▶ Textausschnitt:
+-------+

Die Rolle von Vertrauen
  • Nach Meeßen et al. (2020) ist Vertrauen in ein Informationssystem (IS) die Bereitschaft, sich auf ein IS zu verlassen und ihm gegenüber verletzlich zu sein, ohne die Funktionsweise dieses überwachen oder kontrollieren zu können, d.h. unter Unsicherheit und Risiko. Vertrauen in IS wird als ein kognitiv und affektiv erlebter Zustand des einzelnen Nutzers verstanden, der sich in Abhängigkeit von der wahrgenommenen Vertrauenswürdigkeit eines IS sowie der individuellen Vertrauensdisposition gegenüber Technologien im Allgemeinen entwickelt und verändert.
  • Trust in a Specific Technology: An Investigation of Its Components and Measures (McKnight et al., 2011) Theoretical model of trust in management information systems (MIS) (Meeßen et al. (2020)) (Theoretisches Modell des Vertrauens in Managementinformationssysteme (MIS))
  • Aufgrund verschiedener Studien aus dem Projekt lassen sich Aussagen darüber machen, welche Prädiktoren besonders relevant für das Vertrauen in Informationssysteme sind – auch in verschiedenen Phasen einer Systemeinführung (Thielsch et al., 2018, Meeßen et al., 2020; Müller et al., 2023)
    • Qualität des Systems: Reliabilität Auf Basis früherer Erfahrungen hinsichtlich der Zuverlässigkeit eines Systems, dem Fehlen und der Richtigkeit von Daten, der technischen Verifizierbarkeit und der Verbreitung des Systems wird ein System als reliabel bewertet. Die Reliabilität eines Systems ist besonders in frühen und mittelfristigen Phasen einer Systemeinführung ein relevanter Prädiktor von Vertrauen. Beispielzitat: Das System funktionierte so zuverlässig, dass ich mir keine Sorgen darüber machen musste, nicht die richtigen Dokumente vorlegen zu können.
    • Qualität des Systems: Anwendungsfreundlichkeit Ein System wird als anwendungsfreundlich verstanden, wenn es durch seinen Aufbau einfach und intuitiv nutzbar ist. Die Anwendungsfreundlichkeit ist in frühen, mittelfristigen und langfristigen Phasen einer Systemeinführung ein wichtiger Prädiktor des Vertrauens in das System. Beispielzitat: Es ist einfach zu bedienen. [...] Wenn man den Vorgang ein paar Mal gemacht hat, ist man mit dem System vertraut, weil man nicht viel falsch machen kann, denn das System ist einfach aufgebaut.
    • Qualität des Systems: Flexibilität Flexibilität hat einen positiven Einfluss auf das Vertrauen von Nutzer:innen. Es agiert somit als Antezedent. Allerdings sind die positiven Effekte von Flexibilität nur bis zu einem gewissen Schwierigkeitsgrad messbar. Bei hoher Komplexität ist somit eine erhöhte Flexibilität des Informationssystems nicht unbedingt hilfreich. Beispielitem: Manipulationschecks für die wahrgenommene Flexibilität ("Wie haben Sie das von Ihnen genutzte Informationssystem erlebt?")

+-------+

Gespeicherte Dateneinträge:

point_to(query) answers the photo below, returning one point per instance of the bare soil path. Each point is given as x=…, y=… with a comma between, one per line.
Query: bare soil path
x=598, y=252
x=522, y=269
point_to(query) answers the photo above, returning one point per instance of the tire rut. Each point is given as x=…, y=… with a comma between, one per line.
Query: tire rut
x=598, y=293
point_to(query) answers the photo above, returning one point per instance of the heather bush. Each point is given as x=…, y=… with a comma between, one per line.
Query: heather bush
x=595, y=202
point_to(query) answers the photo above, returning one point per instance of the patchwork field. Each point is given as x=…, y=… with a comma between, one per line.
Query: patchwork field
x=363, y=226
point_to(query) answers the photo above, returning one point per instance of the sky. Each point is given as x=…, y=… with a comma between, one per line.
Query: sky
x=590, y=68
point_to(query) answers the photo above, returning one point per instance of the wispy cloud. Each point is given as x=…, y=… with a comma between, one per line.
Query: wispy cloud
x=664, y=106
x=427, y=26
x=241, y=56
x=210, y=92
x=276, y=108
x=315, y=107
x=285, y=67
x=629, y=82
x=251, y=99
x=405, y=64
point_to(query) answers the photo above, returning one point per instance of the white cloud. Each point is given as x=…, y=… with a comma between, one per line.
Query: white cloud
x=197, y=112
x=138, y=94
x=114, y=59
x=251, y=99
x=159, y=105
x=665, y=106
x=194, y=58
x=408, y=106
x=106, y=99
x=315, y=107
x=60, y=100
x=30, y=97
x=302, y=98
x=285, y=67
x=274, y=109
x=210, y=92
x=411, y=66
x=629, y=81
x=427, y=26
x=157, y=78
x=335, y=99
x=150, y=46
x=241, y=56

+-------+

▶ Deine Aufgabe:
Aktualisiere den Text über Vertrauen in Informationssysteme von „Die Rolle von“ bis „in Managementinformationssysteme (MIS))“, indem du „Vertrauensdisposition“ durch „Vertrauensneigung“ ersetzt, und gib diesen Teil vollständig wieder. Die Einträge brauchst du hierfür nicht.

▶ Endgültige Antwort:
Die Rolle von Vertrauen
  • Nach Meeßen et al. (2020) ist Vertrauen in ein Informationssystem (IS) die Bereitschaft, sich auf ein IS zu verlassen und ihm gegenüber verletzlich zu sein, ohne die Funktionsweise dieses überwachen oder kontrollieren zu können, d.h. unter Unsicherheit und Risiko. Vertrauen in IS wird als ein kognitiv und affektiv erlebter Zustand des einzelnen Nutzers verstanden, der sich in Abhängigkeit von der wahrgenommenen Vertrauenswürdigkeit eines IS sowie der individuellen Vertrauensneigung gegenüber Technologien im Allgemeinen entwickelt und verändert.
  • Trust in a Specific Technology: An Investigation of Its Components and Measures (McKnight et al., 2011) Theoretical model of trust in management information systems (MIS) (Meeßen et al. (2020)) (Theoretisches Modell des Vertrauens in Managementinformationssysteme (MIS))